§ Stored data:
* * *

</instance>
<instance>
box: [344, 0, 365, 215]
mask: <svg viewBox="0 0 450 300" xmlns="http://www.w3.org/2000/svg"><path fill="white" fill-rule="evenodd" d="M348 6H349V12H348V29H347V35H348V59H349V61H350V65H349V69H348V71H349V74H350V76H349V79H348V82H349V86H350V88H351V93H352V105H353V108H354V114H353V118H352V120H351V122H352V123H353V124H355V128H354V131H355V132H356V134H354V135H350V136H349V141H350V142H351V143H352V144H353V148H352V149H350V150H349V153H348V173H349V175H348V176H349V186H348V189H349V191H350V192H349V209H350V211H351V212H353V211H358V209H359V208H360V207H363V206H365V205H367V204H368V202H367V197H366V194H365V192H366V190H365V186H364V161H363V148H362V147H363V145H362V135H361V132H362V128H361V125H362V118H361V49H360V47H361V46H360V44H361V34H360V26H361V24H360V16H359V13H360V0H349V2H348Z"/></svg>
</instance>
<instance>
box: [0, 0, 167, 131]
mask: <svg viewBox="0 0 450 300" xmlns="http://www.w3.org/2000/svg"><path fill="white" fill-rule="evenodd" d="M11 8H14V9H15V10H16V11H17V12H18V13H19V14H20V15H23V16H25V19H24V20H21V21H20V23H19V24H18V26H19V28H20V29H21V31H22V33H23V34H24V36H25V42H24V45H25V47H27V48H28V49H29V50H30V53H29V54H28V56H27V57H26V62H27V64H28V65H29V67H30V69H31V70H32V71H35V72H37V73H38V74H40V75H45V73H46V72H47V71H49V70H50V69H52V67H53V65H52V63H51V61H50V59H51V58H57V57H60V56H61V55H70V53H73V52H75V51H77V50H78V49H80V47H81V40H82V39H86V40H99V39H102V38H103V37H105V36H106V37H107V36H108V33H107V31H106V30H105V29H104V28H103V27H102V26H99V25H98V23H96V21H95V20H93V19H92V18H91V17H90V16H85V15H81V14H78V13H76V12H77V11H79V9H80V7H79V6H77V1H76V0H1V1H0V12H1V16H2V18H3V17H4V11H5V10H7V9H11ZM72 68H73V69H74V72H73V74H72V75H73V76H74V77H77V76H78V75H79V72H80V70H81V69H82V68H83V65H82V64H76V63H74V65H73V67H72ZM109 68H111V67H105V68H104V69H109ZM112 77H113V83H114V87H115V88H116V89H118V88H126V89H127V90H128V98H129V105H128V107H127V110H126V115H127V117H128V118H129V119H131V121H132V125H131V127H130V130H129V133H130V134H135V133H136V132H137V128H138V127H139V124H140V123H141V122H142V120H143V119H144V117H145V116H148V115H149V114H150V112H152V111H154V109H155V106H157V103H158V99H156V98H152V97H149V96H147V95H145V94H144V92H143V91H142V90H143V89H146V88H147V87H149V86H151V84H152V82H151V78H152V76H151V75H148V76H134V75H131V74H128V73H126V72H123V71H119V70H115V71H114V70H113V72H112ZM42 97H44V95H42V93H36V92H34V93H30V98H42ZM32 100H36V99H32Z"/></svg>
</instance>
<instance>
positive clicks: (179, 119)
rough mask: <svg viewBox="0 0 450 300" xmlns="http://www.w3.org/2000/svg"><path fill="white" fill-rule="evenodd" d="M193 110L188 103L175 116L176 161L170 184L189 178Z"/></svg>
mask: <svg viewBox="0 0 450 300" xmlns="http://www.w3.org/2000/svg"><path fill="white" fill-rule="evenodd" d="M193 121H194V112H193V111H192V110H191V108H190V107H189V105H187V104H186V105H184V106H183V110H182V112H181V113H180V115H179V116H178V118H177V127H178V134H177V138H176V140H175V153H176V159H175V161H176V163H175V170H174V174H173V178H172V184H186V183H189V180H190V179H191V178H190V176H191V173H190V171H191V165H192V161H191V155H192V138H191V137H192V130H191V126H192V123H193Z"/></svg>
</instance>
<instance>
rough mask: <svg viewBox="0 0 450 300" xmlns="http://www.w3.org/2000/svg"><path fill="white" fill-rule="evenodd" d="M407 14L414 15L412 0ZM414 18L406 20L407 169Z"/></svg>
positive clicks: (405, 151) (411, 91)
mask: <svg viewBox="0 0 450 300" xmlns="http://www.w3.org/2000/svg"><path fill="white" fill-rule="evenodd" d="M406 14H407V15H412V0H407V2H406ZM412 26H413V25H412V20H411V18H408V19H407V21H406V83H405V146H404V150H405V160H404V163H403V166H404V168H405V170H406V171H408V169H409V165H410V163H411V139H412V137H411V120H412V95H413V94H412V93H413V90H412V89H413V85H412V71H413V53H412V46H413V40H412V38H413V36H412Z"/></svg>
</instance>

* * *

§ What you should do: What is needed is an exact copy of the lines from the one containing "14L414 15L412 0ZM414" through the last line of the records, and nothing else.

§ Result for this exercise:
rough mask: <svg viewBox="0 0 450 300" xmlns="http://www.w3.org/2000/svg"><path fill="white" fill-rule="evenodd" d="M407 14L414 15L412 0ZM414 18L406 20L407 169Z"/></svg>
positive clicks: (405, 151) (411, 91)
mask: <svg viewBox="0 0 450 300" xmlns="http://www.w3.org/2000/svg"><path fill="white" fill-rule="evenodd" d="M406 14H407V15H412V0H407V2H406ZM412 26H413V25H412V20H411V18H408V19H407V21H406V83H405V146H404V150H405V160H404V163H403V166H404V168H405V170H406V171H408V169H409V165H410V163H411V139H412V137H411V120H412V95H413V94H412V93H413V90H412V89H413V85H412V71H413V53H412V46H413V40H412V38H413V36H412Z"/></svg>
</instance>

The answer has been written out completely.